> [PROVIDED PASSAGE]

References in this report (the "Quarterly Report") to "we," "us" or the
"Company" refer to JOFF Fintech Acquisition Corp. References to our "management"
or our "management team" refer to our officers and directors, and references to
the "Sponsor" refer to JOFF Fintech Holdings LP. The following discussion and
analysis of the Company's financial condition and results of operations should
be read in conjunction with the financial statements and the notes thereto
contained elsewhere in this Quarterly Report. Certain information contained in
the discussion and analysis set forth below includes forward-looking statements
that involve risks and uncertainties.
Special Note Regarding Forward-Looking Statements
This Quarterly Report includes "forward-looking statements" within the meaning
of Section 27A of the Securities Act of 1933 and Section 21E of the Exchange Act
that are not historical facts and involve risks and uncertainties that could
cause actual results to differ materially from those expected and projected. All
statements, other than statements of historical fact included in this Form 10-Q
including, without limitation, statements in this "Management's Discussion and
Analysis of Financial Condition and Results of Operations" regarding the
completion of the Proposed Business Combination (as defined below), the
Company's financial position, business strategy and the plans and objectives of
management for future operations, are forward-looking statements. Words such as
"expect," "believe," "anticipate," "intend," "estimate," "seek" and variations
and similar words and expressions are intended to identify such forward-looking
statements. Such forward-looking statements relate to future events or future
performance, but reflect management's current beliefs, based on information
currently available. A number of factors could cause actual events, performance
or results to differ materially from the events, performance and results
discussed in the forward-looking statements, including that the conditions of
the Proposed Business Combination are not satisfied. For information identifying
important factors that could cause actual results to differ materially from
those anticipated in the forward-looking statements, please refer to the Risk
Factors section of the Company's final prospectus for its Initial Public
Offering filed with the U.S. Securities and Exchange Commission (the "SEC"). The
Company's securities filings can be accessed on the EDGAR section of the SEC's
website at www.sec.gov. Except as expressly required by applicable securities
law, the Company disclaims any intention or obligation to update or revise any
forward-looking statements whether as a result of new information, future events
or otherwise.

> [PROBLEMS]
[A] In the entries, begin at the line that has "Point out every instance of the cypress" and stop after the line that has "(1093, 306)", then convert those lines into a numbered list, leaving out any blank lines.
[B] Carry on the JOFF Fintech quarterly report excerpt from its last sentence.

> [RECORD SET]

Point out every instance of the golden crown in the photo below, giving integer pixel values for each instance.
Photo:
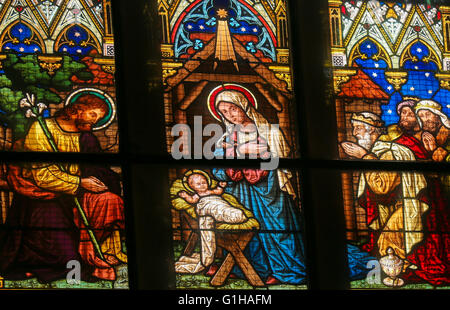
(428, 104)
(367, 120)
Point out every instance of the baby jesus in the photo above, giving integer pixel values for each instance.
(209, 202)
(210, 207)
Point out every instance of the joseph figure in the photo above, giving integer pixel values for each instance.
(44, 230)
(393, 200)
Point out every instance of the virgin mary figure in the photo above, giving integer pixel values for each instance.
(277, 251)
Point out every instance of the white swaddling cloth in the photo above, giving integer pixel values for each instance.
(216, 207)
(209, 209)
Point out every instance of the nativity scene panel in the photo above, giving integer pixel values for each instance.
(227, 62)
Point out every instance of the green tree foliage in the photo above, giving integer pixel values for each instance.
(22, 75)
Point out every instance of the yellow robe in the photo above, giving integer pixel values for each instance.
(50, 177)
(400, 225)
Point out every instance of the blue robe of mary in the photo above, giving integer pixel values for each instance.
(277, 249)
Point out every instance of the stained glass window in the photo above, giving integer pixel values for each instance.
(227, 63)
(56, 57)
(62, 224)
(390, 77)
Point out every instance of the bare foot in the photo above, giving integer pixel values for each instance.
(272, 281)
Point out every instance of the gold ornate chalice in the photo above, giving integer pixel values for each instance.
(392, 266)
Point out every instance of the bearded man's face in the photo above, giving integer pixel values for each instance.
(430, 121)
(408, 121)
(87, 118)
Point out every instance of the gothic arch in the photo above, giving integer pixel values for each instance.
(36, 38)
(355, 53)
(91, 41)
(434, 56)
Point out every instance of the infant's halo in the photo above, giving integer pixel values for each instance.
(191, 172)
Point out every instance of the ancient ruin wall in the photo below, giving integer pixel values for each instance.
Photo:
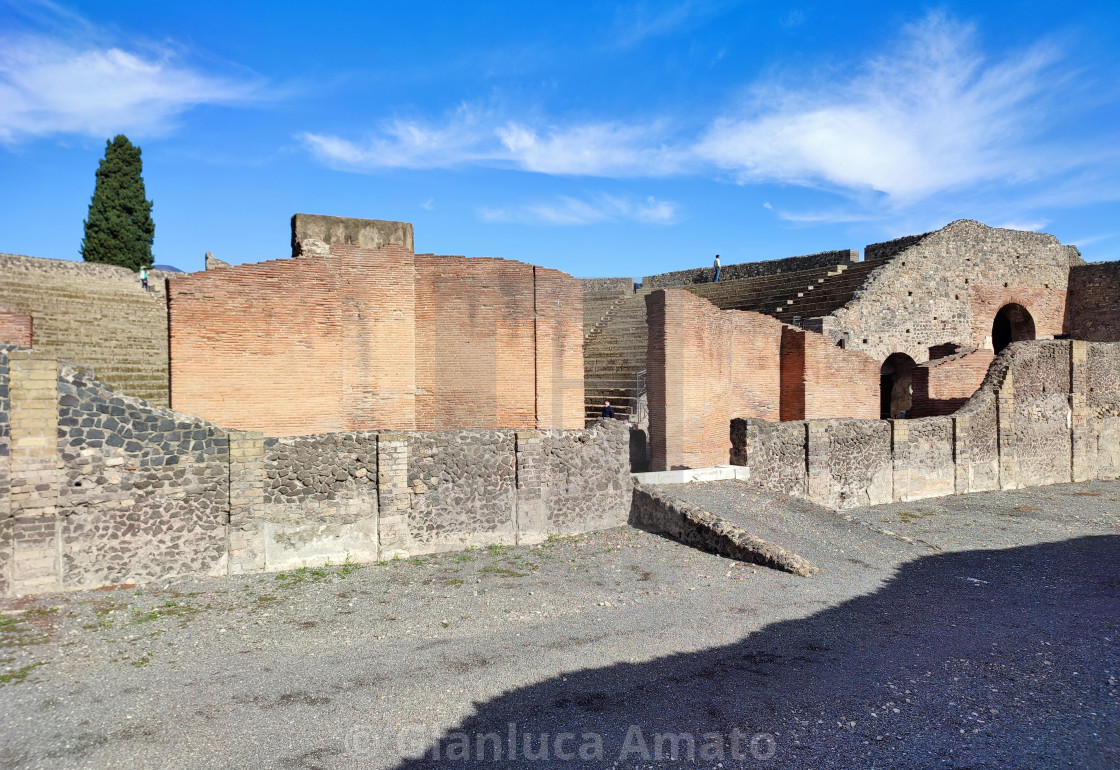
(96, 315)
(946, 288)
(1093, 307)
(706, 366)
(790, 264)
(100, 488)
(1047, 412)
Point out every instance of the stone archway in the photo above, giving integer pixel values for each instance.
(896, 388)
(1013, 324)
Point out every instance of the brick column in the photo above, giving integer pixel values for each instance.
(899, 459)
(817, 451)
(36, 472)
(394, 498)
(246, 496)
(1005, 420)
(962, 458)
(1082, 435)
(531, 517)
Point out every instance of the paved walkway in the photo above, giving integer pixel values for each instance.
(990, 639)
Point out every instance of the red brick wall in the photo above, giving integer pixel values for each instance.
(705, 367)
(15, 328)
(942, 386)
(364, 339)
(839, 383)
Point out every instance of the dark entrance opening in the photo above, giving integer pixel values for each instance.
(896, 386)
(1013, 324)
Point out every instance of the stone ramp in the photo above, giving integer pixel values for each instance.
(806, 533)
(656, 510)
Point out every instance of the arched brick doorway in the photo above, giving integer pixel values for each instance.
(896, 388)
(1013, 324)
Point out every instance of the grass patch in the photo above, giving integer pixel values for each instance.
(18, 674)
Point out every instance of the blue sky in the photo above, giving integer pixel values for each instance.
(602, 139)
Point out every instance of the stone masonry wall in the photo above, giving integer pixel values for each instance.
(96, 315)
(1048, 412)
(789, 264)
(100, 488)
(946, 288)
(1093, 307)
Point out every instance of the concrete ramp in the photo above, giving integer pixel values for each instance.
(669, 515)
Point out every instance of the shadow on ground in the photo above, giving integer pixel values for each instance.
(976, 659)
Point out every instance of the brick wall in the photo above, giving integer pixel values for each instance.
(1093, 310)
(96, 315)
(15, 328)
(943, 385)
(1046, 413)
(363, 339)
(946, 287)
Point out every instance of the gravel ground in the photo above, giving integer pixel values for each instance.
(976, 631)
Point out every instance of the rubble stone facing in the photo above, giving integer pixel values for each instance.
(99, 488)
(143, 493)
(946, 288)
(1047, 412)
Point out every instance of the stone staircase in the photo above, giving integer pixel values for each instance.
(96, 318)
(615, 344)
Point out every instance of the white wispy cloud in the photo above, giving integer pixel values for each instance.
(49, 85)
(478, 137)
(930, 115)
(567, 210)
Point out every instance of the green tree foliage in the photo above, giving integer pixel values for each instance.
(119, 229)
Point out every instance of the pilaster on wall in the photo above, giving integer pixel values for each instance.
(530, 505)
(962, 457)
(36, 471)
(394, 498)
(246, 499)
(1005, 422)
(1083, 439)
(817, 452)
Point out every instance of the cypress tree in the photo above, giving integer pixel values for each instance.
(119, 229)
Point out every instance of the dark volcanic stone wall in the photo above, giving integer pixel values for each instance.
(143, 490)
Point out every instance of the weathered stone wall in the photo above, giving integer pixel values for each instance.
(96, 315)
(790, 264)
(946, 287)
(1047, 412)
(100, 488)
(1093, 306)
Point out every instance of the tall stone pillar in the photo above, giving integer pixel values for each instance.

> [RESULTS FOR THE EXERCISE]
[A]
1. Point out every instance of the cypress tree in the photo above, giving integer pixel values for each instance.
2. (119, 229)
3. Point out every instance of the dark volcanic stone wall in the photo above, giving integer pixel values for each instance.
4. (143, 490)
5. Point out every instance of the weathered stone wall in the photo above, giving integer pixel values for each instance.
6. (96, 315)
7. (790, 264)
8. (946, 287)
9. (1047, 412)
10. (100, 488)
11. (1093, 306)

[B]
This Management's Discussion and Analysis of Financial Condition and Results of
Operations has been amended and restated to give effect to the restatement of
our financial statements as of March 31, 2021 and June 30, 2021. Management
identified errors made in its historical financial statements where, at the
closing of our Initial Public Offering, we improperly valued ours Class A common
stock subject to possible redemption. We previously determined the Class A
common stock subject to possible redemption to be equal to the redemption value
of $10.00 per share of Class A common stock while also taking into consideration
a redemption cannot result in net tangible assets being less than $5,000,001.
Management determined that the Class A common stock issued during the Initial
Public Offering can be redeemed or become redeemable subject to the occurrence
of future events considered outside of the Company's control. Therefore,
management concluded that the redemption value should include all Class A common
stock subject to possible redemption, resulting in the Class A common stock
subject to possible redemption being equal to their redemption value. As a
result, management has noted a reclassification error related to temporary
equity and permanent equity. This resulted in a restatement to the initial
carrying value of the Class A common stock subject to possible redemption with
the offset recorded to additional paid-in capital (to the extent available),
accumulated deficit and Class A common stock.
Overview
We are a blank check company formed under the laws of the State of Delaware on
August 11, 2020 for the purpose of effectuating a merger, capital stock
exchange, asset acquisition, stock purchase, reorganization or other similar
business combination with one or more businesses (the "Business Combination").
We intend to effectuate our Business Combination using cash from the proceeds of
the Initial Public Offering and the sale of the Private Placement Warrants, our
capital stock, debt or a combination of cash, stock and debt.
We expect to continue to incur significant costs in the pursuit of our
acquisition plans. We cannot assure you that our plans to complete a Business
Combination will be successful.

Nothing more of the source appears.